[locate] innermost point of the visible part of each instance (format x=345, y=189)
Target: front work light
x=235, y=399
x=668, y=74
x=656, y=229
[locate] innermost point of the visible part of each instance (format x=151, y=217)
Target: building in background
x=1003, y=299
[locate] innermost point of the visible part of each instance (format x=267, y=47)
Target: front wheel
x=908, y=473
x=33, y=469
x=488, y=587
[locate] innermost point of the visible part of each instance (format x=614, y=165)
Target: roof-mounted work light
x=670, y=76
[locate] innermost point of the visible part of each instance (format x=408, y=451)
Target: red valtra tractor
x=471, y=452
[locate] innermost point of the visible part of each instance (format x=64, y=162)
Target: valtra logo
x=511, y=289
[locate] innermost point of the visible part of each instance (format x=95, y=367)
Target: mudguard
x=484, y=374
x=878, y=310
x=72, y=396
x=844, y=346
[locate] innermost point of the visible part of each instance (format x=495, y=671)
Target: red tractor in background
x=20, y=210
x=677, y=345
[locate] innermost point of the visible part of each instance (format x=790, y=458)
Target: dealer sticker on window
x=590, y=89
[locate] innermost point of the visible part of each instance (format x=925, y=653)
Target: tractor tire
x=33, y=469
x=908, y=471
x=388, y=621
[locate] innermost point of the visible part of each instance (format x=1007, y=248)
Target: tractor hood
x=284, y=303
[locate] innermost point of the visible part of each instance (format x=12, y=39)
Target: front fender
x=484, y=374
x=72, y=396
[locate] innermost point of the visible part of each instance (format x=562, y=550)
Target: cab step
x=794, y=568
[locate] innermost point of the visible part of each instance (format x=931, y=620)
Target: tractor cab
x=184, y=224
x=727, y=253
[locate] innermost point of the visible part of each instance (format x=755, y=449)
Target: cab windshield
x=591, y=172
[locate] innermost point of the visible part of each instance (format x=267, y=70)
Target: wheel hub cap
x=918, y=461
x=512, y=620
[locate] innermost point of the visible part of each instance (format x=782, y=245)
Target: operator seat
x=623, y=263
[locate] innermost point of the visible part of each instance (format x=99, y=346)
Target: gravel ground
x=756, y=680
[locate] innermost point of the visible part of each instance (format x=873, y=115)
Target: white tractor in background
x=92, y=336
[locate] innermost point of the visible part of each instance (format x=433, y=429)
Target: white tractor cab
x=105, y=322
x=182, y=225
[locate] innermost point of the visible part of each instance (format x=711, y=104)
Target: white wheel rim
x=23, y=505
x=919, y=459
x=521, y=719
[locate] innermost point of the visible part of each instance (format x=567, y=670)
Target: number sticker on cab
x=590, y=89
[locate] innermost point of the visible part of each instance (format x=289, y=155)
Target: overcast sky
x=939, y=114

= = = = = = =

Copy out the whole listing, exactly as written.

SOLUTION TO THIS PROBLEM:
[locate] innermost point of the visible part of each instance (format x=345, y=189)
Target: front work light
x=235, y=399
x=668, y=74
x=656, y=229
[locate] innermost point of the visible part of each instance (format x=151, y=217)
Target: building in background
x=1003, y=299
[locate] innermost point of the visible part of each instance (format x=267, y=47)
Target: front wheel
x=908, y=473
x=33, y=469
x=488, y=587
[locate] innermost point of the visible part of each instance (format x=614, y=165)
Target: roof-mounted work light
x=670, y=76
[locate] innermost point of the visible part of each instance (format x=408, y=451)
Target: red valtra tractor
x=471, y=452
[locate] innermost point of the visible part of each instance (format x=64, y=162)
Target: valtra logo
x=511, y=289
[locate] innermost point of the visible part of each instance (format x=95, y=367)
Target: mudguard
x=484, y=374
x=878, y=310
x=72, y=396
x=844, y=346
[locate] innermost point of the visible part of each instance (format x=495, y=671)
Target: red tractor in background
x=20, y=210
x=677, y=345
[locate] innermost point of the visible part of each instance (format x=790, y=458)
Target: dealer sticker on window
x=590, y=89
[locate] innermost point of the visible part of each instance (format x=925, y=653)
Target: tractor tire
x=33, y=469
x=908, y=471
x=388, y=621
[locate] innermost point of the visible part of each instance (format x=1007, y=248)
Target: tractor hood
x=284, y=303
[locate] innermost point of the visible part of each instance (format x=12, y=39)
Target: front fender
x=484, y=374
x=72, y=396
[locate] innermost point of the visible part of each instance (format x=562, y=550)
Target: cab step
x=794, y=568
[locate] innermost point of the visible part of each instance (format x=931, y=620)
Target: tractor cab
x=184, y=224
x=727, y=253
[locate] innermost point of the visible part of each instance (format x=755, y=449)
Target: cab windshield
x=591, y=172
[locate] innermost point of the visible part of each instance (format x=267, y=70)
Target: wheel hub cap
x=918, y=461
x=512, y=620
[locate] innermost point of the visible part of each instance (format x=782, y=245)
Target: operator seat
x=623, y=263
[locate] innermost point of the visible part of each instance (format x=99, y=346)
Target: gravel ground
x=756, y=680
[locate] innermost point of the visible part of each instance (format x=873, y=115)
Target: white tractor in background
x=92, y=336
[locate] innermost point of the visible part of each instance (format x=433, y=429)
Target: white tractor cab
x=105, y=322
x=182, y=225
[locate] innermost point of the visible part of each instance (format x=711, y=104)
Target: white wheel rim
x=23, y=505
x=919, y=459
x=521, y=719
[locate] innermost point of the visible part of each instance (format x=567, y=670)
Target: number sticker on cab
x=590, y=89
[locate] innermost point of the visible part of each instance (format x=289, y=155)
Target: overcast sky
x=939, y=114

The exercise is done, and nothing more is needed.